* Extracted entries
◆ ◆ ◆ ◆ ◆ ◆ ◆

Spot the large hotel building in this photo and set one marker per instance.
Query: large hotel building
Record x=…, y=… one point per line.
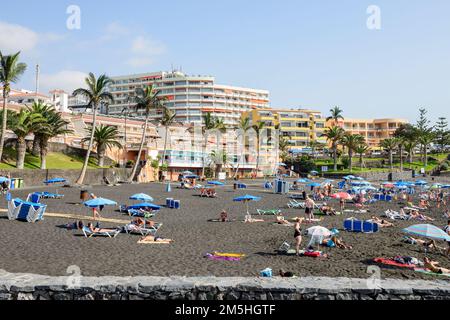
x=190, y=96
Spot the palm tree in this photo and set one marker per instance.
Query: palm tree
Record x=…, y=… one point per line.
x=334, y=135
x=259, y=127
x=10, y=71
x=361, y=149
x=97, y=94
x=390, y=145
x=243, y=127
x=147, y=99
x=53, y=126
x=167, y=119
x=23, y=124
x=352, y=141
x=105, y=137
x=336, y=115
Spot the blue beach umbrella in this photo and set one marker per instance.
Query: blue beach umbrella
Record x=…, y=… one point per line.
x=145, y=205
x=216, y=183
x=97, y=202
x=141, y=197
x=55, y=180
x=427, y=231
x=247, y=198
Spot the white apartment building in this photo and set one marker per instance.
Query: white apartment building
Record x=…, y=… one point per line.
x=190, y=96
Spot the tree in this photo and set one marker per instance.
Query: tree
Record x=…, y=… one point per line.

◆ ◆ ◆ ◆ ◆ ◆ ◆

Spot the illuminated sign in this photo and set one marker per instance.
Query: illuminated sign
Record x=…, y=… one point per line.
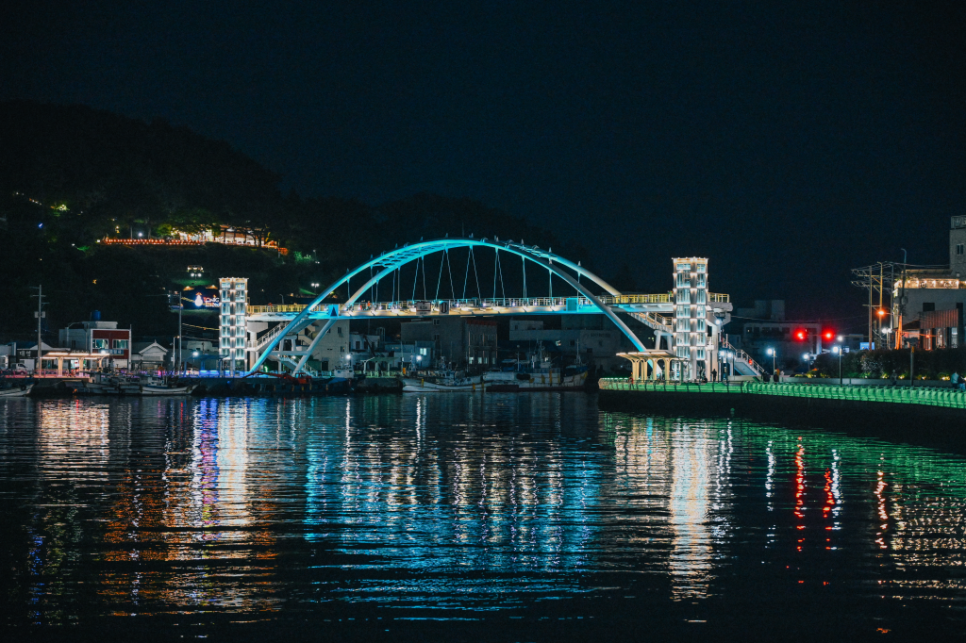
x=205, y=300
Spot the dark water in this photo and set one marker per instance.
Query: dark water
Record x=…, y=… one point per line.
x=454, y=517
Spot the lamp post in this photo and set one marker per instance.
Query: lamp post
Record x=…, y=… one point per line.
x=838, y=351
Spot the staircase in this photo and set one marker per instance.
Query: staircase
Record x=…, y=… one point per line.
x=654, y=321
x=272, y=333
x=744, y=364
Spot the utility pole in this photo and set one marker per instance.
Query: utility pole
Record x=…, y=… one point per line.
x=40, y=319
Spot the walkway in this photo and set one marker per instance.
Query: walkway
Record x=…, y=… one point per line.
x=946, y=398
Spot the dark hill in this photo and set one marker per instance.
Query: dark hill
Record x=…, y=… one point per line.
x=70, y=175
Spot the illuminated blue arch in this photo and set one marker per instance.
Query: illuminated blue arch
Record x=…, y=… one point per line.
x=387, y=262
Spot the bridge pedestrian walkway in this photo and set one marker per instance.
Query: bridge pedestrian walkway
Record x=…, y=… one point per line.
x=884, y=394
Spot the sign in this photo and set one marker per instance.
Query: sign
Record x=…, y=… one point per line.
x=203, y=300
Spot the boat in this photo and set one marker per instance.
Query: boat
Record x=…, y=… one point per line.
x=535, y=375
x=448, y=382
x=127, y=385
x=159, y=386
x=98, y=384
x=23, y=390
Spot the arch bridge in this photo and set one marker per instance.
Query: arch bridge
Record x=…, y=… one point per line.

◆ ◆ ◆ ◆ ◆ ◆ ◆

* Exercise directions
Copy out verbatim every line from the line with "Spot the dark water" to the line with "x=946, y=398", keeping both of those lines.

* Solution
Spot the dark water in this photo and set one marker per instance.
Query: dark water
Record x=…, y=… one point per line.
x=454, y=517
Spot the lamp post in this photo and set one marker per instance.
Query: lamp post
Record x=…, y=… one point per line.
x=838, y=351
Spot the staircase in this photo and set one marker per instance.
Query: staircase
Record x=…, y=… one point per line.
x=654, y=321
x=272, y=333
x=744, y=364
Spot the utility pole in this photo and set one marker per instance.
Query: utility pole
Record x=…, y=… one point per line.
x=40, y=319
Spot the walkway in this photo and set one marker per instance.
Query: walkway
Record x=…, y=… one point per line.
x=946, y=398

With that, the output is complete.